Please restate, word for word, each line from the one containing "structure in this photo." through the end of the entries below.

--- Data supplied Enclosed Below ---

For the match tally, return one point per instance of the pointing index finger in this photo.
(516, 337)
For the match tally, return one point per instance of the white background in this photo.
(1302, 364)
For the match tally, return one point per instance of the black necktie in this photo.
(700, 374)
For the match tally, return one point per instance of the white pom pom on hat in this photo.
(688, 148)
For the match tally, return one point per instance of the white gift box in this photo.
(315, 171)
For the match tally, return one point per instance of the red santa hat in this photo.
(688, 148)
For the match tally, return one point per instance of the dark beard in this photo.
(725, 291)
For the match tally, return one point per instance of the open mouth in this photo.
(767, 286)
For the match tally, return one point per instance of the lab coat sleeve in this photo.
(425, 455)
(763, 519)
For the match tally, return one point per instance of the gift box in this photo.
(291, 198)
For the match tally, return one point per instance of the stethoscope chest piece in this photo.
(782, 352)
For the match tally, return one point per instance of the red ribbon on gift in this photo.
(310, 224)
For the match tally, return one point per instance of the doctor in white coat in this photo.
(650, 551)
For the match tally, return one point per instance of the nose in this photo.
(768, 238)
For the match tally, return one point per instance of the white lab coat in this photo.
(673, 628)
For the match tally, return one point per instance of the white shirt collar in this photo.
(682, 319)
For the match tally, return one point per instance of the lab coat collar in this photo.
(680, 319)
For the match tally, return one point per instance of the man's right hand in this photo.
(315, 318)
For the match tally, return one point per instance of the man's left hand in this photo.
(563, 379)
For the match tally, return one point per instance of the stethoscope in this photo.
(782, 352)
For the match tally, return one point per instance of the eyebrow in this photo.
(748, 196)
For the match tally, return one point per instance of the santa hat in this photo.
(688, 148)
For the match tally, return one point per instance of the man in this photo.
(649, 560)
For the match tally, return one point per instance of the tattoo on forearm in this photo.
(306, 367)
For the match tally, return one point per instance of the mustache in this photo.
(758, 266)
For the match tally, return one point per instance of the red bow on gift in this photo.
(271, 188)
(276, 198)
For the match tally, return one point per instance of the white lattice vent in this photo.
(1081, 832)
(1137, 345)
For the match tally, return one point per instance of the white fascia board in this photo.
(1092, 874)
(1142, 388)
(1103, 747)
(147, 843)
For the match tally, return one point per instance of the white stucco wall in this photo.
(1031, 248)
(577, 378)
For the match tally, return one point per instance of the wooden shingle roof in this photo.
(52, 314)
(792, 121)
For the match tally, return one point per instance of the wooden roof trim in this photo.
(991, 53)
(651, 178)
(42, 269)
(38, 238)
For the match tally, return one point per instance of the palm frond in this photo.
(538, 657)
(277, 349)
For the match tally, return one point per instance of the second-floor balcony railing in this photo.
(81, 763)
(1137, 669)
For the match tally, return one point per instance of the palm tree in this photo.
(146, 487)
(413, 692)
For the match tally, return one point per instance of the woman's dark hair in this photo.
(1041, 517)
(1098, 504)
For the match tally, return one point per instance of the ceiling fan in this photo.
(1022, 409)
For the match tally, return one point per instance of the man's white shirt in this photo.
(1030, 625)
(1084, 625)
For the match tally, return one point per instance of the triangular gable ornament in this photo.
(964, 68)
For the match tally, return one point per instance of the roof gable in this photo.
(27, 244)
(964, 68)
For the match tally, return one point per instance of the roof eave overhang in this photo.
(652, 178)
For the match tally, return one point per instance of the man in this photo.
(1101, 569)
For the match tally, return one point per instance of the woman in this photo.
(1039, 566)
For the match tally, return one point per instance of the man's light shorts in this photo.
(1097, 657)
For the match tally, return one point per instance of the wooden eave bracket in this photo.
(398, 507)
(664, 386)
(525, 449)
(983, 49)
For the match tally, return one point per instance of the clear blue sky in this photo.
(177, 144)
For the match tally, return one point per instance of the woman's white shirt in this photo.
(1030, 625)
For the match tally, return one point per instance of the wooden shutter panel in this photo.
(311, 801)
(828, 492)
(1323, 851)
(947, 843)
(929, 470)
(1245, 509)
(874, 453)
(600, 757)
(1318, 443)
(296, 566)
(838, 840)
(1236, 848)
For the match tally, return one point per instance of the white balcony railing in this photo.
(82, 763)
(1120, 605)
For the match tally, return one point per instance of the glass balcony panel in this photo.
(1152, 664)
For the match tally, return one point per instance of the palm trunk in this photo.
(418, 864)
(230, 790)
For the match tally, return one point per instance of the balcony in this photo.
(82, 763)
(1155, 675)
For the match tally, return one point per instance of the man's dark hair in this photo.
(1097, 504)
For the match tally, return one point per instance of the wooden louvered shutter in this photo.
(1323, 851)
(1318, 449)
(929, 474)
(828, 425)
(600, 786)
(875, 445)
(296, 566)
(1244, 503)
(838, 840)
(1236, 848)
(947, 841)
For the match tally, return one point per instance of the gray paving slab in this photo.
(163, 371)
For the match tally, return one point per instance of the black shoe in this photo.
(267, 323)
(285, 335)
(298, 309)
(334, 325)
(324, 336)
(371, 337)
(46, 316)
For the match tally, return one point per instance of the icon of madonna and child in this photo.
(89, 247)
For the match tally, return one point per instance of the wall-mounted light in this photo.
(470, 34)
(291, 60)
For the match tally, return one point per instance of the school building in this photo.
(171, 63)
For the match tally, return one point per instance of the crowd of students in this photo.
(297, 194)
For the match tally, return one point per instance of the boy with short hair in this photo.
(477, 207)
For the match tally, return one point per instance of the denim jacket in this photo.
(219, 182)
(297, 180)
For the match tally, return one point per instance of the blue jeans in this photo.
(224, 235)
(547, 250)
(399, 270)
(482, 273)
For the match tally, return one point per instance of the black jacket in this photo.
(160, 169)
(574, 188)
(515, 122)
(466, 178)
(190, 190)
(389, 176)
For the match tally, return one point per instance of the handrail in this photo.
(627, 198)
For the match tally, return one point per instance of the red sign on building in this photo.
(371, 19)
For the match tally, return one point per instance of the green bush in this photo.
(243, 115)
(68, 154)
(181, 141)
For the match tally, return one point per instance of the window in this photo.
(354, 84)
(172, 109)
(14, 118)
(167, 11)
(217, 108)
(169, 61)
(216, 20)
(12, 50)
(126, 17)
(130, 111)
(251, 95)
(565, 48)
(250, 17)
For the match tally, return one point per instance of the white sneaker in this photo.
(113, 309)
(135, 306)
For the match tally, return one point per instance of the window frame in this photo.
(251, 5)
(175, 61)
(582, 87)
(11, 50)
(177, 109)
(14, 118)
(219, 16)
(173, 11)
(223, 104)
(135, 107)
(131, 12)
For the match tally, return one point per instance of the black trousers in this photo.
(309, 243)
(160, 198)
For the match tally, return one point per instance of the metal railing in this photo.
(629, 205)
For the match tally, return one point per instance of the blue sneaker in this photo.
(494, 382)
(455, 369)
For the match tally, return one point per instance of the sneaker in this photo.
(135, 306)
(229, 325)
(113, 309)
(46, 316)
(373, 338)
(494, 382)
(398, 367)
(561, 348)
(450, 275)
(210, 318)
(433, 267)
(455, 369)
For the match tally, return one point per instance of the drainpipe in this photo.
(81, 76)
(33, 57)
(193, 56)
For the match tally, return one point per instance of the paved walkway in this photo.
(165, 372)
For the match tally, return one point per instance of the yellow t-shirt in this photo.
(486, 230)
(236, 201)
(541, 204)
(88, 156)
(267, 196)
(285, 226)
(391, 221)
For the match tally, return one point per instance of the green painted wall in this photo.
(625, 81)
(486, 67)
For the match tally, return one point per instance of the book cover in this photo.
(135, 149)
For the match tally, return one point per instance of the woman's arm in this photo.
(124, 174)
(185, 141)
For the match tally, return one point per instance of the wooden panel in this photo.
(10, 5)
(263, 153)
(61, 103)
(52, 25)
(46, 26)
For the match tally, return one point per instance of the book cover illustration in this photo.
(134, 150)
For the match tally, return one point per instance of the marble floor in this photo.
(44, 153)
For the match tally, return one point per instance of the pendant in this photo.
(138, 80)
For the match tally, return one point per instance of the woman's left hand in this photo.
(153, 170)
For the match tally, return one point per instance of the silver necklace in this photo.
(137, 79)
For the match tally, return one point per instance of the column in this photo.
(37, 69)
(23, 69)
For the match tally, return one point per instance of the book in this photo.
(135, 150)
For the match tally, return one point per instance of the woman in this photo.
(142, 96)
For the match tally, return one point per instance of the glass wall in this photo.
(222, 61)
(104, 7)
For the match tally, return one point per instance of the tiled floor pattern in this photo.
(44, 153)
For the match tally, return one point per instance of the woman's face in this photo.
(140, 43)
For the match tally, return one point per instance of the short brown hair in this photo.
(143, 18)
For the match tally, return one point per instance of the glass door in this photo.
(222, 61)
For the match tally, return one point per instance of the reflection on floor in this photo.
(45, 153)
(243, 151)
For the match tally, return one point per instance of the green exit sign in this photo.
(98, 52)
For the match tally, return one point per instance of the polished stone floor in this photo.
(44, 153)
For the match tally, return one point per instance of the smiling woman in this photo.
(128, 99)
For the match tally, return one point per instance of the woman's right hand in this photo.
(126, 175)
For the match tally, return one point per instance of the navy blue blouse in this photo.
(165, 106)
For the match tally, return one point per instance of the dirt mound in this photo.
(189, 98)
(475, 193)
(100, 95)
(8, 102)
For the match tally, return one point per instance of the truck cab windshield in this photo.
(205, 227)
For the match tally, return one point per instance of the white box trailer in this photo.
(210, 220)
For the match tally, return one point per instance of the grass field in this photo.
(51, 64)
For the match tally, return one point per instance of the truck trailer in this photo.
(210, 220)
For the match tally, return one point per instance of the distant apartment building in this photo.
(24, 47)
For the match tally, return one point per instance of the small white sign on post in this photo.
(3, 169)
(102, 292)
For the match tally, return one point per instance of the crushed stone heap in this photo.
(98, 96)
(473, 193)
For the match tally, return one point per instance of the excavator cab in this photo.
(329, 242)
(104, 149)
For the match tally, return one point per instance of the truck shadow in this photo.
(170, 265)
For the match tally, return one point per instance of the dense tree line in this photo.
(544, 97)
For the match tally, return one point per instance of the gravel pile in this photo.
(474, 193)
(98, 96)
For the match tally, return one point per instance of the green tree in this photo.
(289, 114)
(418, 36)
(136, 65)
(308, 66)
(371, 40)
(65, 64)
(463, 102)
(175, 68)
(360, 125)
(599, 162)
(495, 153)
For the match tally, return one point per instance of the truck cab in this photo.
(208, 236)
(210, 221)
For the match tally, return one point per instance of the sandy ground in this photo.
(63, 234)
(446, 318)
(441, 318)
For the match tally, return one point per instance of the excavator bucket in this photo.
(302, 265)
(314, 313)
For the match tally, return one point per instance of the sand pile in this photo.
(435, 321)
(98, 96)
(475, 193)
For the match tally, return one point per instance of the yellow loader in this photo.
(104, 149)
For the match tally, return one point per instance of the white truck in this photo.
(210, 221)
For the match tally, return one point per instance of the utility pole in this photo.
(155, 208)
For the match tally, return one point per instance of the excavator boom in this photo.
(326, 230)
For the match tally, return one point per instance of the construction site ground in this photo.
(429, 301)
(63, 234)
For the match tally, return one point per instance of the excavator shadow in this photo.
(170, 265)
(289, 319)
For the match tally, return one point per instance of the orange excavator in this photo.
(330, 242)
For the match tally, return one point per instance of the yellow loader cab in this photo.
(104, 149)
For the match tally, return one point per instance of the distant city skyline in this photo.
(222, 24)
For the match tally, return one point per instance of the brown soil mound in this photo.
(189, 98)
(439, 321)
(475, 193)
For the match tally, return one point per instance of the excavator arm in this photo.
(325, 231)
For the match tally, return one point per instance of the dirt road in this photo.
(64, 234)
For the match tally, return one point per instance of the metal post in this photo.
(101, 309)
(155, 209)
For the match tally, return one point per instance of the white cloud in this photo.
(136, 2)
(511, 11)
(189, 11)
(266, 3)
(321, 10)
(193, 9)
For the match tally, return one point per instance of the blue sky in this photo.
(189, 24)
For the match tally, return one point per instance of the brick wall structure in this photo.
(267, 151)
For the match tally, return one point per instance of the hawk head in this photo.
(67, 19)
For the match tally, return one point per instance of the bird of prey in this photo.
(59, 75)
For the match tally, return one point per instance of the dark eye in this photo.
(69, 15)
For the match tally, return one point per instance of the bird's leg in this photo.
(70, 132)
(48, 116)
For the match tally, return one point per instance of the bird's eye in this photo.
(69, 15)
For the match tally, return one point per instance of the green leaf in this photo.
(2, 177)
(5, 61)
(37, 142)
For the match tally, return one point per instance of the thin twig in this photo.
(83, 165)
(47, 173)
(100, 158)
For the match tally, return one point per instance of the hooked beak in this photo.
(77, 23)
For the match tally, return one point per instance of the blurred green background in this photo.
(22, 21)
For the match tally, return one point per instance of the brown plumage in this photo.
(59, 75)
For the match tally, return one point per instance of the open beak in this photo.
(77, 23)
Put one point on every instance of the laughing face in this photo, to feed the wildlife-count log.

--- End of Enclosed Data supplied ---

Task response>
For the match tally, return one point per instance of the brick wall structure in this photo.
(267, 151)
For the match tally, return one point per instance of the hawk head in this photo.
(67, 19)
For the match tally, return one point per instance of the bird of prey in this photo.
(59, 75)
For the match tally, return one point per instance of the dark eye in this photo.
(69, 15)
For the match tally, return one point per instance of the bird's leg in this photo.
(70, 132)
(48, 116)
For the match tally, return one point per instance of the bird's eye in this photo.
(69, 15)
For the match tally, return one point per instance of the green leaf in this photo.
(2, 177)
(5, 61)
(37, 142)
For the match tally, return one point per instance of the thin twig in this photo.
(83, 165)
(47, 173)
(100, 158)
For the match tally, return one point per instance of the hooked beak in this photo.
(77, 23)
For the match tally, return one point per instance of the blurred green background in this photo.
(22, 21)
For the match tally, return one point per instance of the brown plumage in this photo.
(59, 75)
For the match tally, return one point per instance of the open beak in this photo.
(77, 23)
Put one point on every instance of the laughing face in this photo, to feed the wildlife-count log.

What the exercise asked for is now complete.